*WORK TO BE COMPLETED*. Please restate the entries from the start through the line holding "[[815, 575], [1020, 572]]", inclusive, scaling every point coordinate by 0.3 and rounding to whole numbers with halves going up, while keeping all other text unchanged. Leave out the pictures.
────
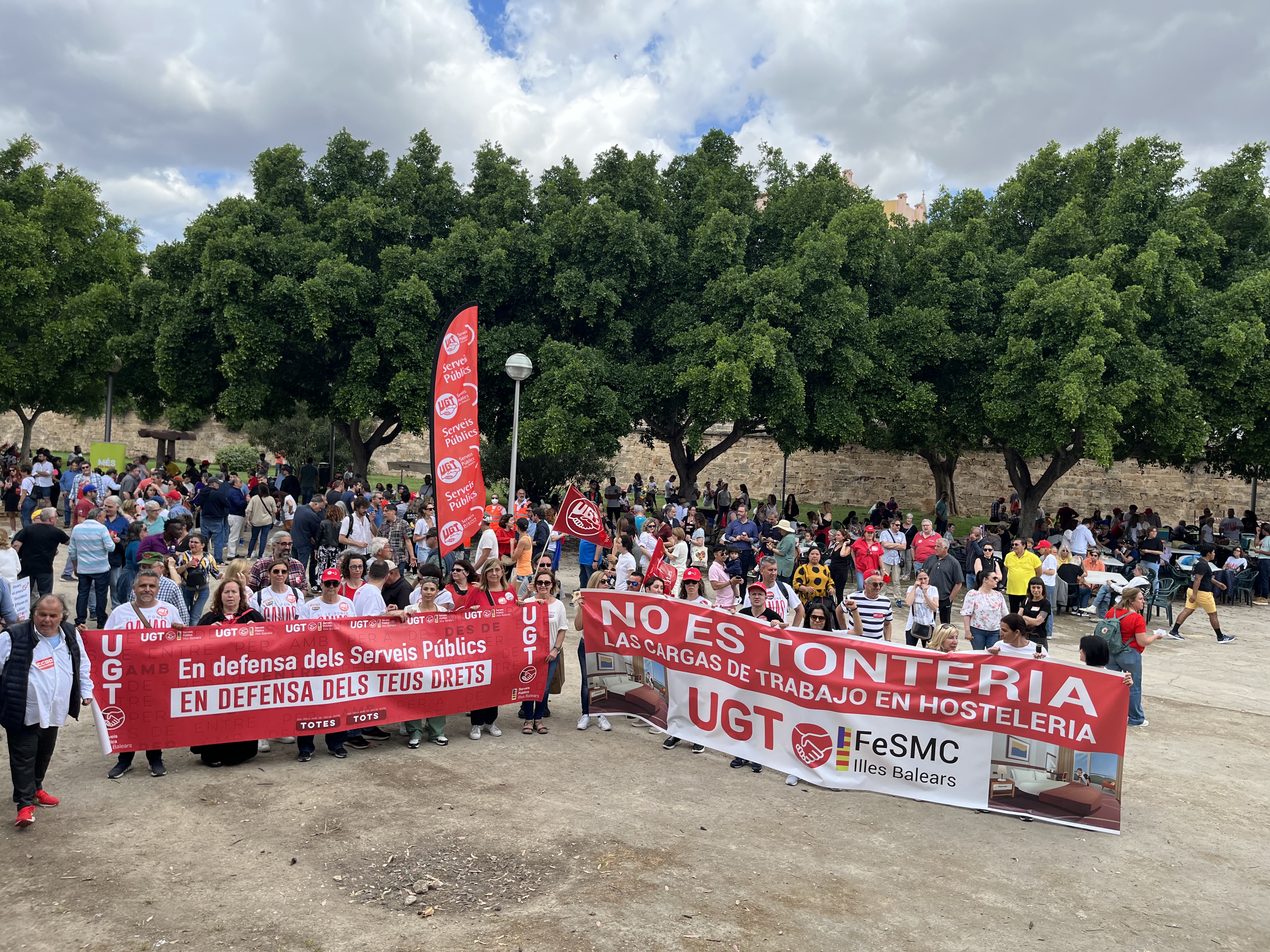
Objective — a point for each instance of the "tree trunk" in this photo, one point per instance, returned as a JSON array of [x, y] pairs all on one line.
[[364, 450], [28, 424], [943, 466], [1030, 494], [688, 465]]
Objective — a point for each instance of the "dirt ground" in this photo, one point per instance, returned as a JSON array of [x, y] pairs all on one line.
[[593, 841]]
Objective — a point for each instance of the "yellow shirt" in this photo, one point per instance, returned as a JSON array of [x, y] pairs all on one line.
[[815, 575], [1020, 572]]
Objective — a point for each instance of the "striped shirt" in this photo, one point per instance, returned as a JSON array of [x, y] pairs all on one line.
[[874, 615]]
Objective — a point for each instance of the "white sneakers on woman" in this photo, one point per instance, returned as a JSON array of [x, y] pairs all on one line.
[[585, 722]]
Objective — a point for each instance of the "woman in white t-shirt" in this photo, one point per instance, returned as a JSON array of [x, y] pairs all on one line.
[[545, 601], [280, 602], [1015, 642], [428, 589], [625, 563]]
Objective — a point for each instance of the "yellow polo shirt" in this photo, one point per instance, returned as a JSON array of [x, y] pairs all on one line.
[[1020, 572]]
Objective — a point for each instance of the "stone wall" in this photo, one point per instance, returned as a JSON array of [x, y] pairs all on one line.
[[58, 432], [859, 478], [853, 475]]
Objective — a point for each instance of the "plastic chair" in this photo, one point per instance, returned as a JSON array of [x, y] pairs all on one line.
[[1163, 600]]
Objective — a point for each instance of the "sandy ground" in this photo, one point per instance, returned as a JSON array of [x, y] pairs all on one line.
[[603, 841]]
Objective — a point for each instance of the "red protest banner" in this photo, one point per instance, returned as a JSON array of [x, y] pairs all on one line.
[[460, 487], [166, 688], [971, 728], [581, 517]]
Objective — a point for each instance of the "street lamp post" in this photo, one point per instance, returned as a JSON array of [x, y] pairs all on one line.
[[519, 367]]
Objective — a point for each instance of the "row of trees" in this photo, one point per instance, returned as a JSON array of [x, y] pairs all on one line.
[[1099, 305]]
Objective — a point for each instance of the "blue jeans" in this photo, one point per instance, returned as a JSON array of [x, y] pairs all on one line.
[[219, 534], [983, 639], [1131, 660], [101, 586], [305, 743], [258, 532], [195, 602]]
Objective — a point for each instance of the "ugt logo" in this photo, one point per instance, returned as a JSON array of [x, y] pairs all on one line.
[[812, 744], [448, 405], [583, 520], [449, 470]]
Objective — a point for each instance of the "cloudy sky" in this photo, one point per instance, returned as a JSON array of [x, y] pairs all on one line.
[[167, 103]]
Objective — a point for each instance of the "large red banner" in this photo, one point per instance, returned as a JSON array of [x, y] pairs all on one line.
[[167, 688], [460, 485], [580, 517], [970, 728]]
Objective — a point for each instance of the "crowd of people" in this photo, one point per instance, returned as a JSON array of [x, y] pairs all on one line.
[[169, 546]]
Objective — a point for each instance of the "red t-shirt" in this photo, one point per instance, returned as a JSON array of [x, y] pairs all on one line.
[[1131, 626], [868, 557]]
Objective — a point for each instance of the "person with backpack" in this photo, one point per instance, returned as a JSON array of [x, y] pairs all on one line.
[[1124, 630]]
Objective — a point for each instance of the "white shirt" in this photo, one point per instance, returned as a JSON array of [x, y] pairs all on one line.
[[369, 601], [624, 569], [43, 474], [49, 685], [161, 615], [9, 565], [488, 544], [280, 606], [361, 531], [893, 557], [343, 609], [1027, 652]]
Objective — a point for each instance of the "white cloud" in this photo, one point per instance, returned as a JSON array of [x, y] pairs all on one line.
[[910, 94]]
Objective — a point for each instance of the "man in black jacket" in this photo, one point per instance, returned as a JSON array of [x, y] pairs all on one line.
[[304, 534], [44, 680]]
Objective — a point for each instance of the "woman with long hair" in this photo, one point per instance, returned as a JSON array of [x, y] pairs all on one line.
[[436, 727], [1130, 611], [261, 513], [352, 569], [554, 626], [328, 539], [1037, 611], [492, 591]]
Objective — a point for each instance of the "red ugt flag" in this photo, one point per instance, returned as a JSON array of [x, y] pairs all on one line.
[[580, 517], [460, 487]]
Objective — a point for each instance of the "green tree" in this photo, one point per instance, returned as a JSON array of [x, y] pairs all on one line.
[[66, 264], [310, 294]]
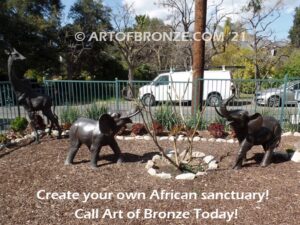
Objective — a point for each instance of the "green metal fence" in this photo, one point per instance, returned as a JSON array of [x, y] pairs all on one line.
[[270, 97]]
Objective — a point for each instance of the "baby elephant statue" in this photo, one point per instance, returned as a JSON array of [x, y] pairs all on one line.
[[252, 130], [95, 134]]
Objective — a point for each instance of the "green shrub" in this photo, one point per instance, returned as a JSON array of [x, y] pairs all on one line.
[[192, 122], [166, 116], [3, 139], [19, 124], [95, 111], [69, 115]]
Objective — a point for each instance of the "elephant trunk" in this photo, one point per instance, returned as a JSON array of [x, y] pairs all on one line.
[[137, 110]]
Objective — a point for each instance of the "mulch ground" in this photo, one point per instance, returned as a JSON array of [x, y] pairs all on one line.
[[26, 170]]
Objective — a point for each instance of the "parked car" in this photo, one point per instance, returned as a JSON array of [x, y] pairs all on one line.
[[273, 97], [175, 86]]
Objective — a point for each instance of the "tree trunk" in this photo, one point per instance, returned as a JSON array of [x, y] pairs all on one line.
[[198, 55], [130, 93], [70, 69]]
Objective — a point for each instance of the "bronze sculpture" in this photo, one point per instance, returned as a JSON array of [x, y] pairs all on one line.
[[95, 134], [252, 130], [27, 97]]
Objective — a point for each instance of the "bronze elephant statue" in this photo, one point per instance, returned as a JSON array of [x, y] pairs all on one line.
[[95, 134], [252, 130]]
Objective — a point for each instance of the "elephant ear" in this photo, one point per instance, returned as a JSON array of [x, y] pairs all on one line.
[[107, 124], [255, 123]]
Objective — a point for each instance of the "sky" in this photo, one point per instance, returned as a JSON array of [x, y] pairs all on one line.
[[280, 27]]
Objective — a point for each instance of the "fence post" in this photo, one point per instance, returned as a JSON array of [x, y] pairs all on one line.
[[283, 100], [117, 94]]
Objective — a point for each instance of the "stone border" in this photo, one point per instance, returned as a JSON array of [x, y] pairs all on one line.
[[210, 160], [195, 139]]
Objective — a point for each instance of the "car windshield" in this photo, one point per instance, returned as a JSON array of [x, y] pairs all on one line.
[[287, 85], [161, 80]]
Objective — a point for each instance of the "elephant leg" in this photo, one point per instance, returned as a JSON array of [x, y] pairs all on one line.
[[95, 150], [53, 120], [116, 149], [267, 157], [31, 115], [244, 148], [75, 145]]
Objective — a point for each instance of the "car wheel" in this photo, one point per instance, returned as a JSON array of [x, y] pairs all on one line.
[[148, 100], [214, 99], [274, 101]]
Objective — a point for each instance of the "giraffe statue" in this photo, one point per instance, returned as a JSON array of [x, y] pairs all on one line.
[[27, 97]]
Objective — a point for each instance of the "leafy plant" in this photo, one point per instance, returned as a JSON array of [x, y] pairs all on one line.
[[95, 111], [139, 129], [3, 139], [157, 128], [19, 124], [197, 122], [69, 115], [166, 116]]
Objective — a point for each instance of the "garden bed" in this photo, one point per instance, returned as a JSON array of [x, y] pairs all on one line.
[[26, 170]]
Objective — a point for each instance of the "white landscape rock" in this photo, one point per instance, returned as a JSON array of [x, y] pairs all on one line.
[[128, 138], [212, 140], [118, 137], [201, 174], [221, 140], [297, 134], [155, 158], [164, 138], [231, 141], [186, 176], [296, 157], [138, 137], [147, 138], [164, 175], [196, 139], [170, 151], [198, 154], [171, 138], [54, 133], [287, 134], [213, 165], [151, 171], [208, 159], [180, 138], [17, 140]]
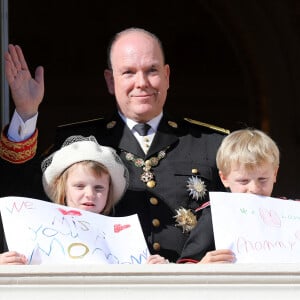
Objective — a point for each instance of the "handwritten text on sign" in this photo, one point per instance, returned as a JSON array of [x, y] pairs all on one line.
[[256, 228], [51, 233]]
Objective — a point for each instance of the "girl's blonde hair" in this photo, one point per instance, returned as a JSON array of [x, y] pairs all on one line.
[[249, 147], [97, 169]]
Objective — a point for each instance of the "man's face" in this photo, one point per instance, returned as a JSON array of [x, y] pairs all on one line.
[[139, 79], [259, 180]]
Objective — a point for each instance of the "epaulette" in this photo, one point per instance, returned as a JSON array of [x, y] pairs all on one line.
[[80, 122], [223, 130]]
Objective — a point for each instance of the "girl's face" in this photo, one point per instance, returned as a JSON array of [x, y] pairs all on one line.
[[85, 190], [259, 181]]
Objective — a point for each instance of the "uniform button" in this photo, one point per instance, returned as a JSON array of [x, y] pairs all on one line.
[[153, 201], [156, 246], [155, 222]]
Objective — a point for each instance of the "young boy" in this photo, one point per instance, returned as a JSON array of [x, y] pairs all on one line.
[[248, 162], [85, 175]]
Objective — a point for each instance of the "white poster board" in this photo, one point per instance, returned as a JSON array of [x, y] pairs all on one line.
[[51, 233], [256, 228]]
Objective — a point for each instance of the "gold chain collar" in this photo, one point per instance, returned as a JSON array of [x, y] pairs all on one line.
[[148, 175]]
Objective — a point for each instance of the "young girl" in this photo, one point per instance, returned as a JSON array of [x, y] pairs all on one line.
[[85, 175]]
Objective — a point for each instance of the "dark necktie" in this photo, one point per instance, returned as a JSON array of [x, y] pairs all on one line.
[[142, 128]]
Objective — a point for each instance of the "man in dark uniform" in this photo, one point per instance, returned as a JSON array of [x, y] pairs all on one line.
[[171, 162]]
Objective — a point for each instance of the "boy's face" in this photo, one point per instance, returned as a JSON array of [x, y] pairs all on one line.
[[259, 181]]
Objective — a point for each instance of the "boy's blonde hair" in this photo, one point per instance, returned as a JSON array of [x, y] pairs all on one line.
[[248, 147]]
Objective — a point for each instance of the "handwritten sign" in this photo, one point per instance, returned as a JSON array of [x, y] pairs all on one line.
[[256, 228], [51, 233]]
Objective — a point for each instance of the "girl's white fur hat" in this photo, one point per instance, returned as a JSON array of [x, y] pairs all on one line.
[[79, 148]]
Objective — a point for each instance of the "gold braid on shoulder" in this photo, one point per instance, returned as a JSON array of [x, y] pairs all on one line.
[[217, 128], [18, 152]]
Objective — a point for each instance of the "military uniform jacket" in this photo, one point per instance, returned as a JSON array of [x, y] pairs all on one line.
[[190, 151]]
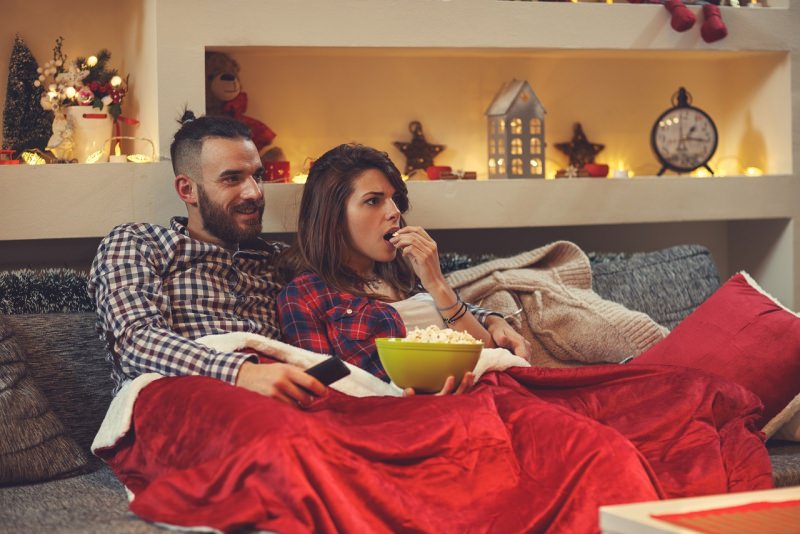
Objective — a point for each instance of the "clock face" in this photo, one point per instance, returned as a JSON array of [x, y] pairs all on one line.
[[684, 138]]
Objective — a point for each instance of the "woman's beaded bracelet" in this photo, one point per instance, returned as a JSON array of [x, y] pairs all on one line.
[[453, 305], [460, 312]]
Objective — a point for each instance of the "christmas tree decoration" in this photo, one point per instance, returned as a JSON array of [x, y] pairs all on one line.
[[7, 157], [25, 124], [419, 153], [516, 133]]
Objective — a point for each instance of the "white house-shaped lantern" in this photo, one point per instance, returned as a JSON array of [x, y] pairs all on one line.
[[516, 133]]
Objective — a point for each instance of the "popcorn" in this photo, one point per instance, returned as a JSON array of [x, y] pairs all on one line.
[[434, 334]]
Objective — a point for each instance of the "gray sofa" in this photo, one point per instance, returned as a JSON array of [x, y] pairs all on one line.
[[47, 338]]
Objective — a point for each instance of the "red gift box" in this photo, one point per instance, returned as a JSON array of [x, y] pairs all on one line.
[[276, 171], [435, 171]]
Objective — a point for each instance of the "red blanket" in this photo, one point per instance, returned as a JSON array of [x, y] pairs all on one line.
[[528, 450]]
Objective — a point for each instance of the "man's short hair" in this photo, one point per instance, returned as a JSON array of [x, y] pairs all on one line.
[[188, 141]]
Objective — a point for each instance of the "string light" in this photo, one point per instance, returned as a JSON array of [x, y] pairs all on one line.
[[31, 158]]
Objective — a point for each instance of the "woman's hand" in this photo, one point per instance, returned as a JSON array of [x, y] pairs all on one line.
[[415, 244], [465, 385], [504, 335]]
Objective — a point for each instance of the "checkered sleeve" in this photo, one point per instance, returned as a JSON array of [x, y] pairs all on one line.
[[135, 315], [301, 323]]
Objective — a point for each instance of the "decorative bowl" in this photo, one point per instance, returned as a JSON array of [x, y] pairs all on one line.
[[425, 366]]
────
*SOLUTION*.
Objective — a point for each instance of the "tree trunk" in this photo, one point per instance, returned as a JSON array of [x, y] pairs all on one line.
[[109, 135], [8, 127], [283, 140], [309, 148], [206, 140]]
Objective — a point for each instance of the "dirt ground" in this photo, one point per instance, returned as a JSON array of [x, y] pairs all on one line.
[[178, 252]]
Objective — a point for each instance of the "yellow shirt" in this photo, one point per instance, returned as a JSON array of [x, y] pairs all on one line.
[[245, 173], [306, 172]]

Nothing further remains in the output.